WHAT YOU NEED TO DO →
Across the entries that follow, count the lines with the string "outline" and reply with that count alone.
---------- DATA FOR REVIEW ----------
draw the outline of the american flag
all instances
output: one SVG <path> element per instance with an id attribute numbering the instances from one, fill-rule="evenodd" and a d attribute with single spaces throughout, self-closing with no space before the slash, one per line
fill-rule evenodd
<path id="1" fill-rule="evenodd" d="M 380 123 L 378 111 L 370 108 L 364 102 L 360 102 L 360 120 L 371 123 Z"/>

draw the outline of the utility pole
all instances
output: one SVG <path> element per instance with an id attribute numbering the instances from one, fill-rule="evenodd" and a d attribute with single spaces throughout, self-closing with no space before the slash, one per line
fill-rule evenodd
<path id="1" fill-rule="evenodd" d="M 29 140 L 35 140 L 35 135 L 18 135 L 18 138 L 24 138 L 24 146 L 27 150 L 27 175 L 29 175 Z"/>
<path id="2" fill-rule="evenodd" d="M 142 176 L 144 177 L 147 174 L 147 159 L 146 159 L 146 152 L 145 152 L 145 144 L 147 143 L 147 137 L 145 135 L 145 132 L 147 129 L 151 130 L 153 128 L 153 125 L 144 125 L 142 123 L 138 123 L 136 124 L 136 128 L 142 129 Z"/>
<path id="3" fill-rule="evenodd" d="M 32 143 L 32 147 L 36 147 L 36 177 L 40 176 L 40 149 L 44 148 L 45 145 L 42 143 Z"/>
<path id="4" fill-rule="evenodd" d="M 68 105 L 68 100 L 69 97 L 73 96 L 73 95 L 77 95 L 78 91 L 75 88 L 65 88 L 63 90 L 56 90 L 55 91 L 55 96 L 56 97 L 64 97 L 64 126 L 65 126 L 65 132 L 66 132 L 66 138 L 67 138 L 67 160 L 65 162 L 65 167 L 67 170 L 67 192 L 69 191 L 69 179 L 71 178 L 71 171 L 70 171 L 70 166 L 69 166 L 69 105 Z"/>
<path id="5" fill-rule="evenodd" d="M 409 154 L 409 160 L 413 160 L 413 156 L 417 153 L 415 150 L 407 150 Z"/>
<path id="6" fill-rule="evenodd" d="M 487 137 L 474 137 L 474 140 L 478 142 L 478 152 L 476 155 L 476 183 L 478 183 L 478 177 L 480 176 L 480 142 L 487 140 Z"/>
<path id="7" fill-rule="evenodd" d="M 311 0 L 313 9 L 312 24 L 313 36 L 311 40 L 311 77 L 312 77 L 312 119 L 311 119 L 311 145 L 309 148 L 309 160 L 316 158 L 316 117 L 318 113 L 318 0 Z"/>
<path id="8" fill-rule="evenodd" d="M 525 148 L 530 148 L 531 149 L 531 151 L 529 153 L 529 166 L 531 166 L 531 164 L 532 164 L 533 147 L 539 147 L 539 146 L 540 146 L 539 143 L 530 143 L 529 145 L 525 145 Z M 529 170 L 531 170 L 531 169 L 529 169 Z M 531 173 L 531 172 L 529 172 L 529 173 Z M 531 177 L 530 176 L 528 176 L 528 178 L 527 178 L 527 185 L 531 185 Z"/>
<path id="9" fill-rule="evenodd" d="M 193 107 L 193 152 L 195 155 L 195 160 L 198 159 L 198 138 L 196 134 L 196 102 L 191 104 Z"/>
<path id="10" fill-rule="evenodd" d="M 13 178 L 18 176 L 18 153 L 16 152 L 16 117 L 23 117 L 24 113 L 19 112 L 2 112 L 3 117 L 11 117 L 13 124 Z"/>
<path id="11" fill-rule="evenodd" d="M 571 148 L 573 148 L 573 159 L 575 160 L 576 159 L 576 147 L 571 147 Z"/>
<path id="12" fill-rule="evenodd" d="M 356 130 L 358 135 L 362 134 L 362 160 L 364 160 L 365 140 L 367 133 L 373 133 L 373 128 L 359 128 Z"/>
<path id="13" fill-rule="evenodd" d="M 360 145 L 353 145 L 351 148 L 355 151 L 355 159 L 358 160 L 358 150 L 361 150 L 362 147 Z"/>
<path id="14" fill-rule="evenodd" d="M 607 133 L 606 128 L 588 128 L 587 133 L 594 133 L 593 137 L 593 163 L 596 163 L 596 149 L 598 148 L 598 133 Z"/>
----------
PROBLEM SOLUTION →
2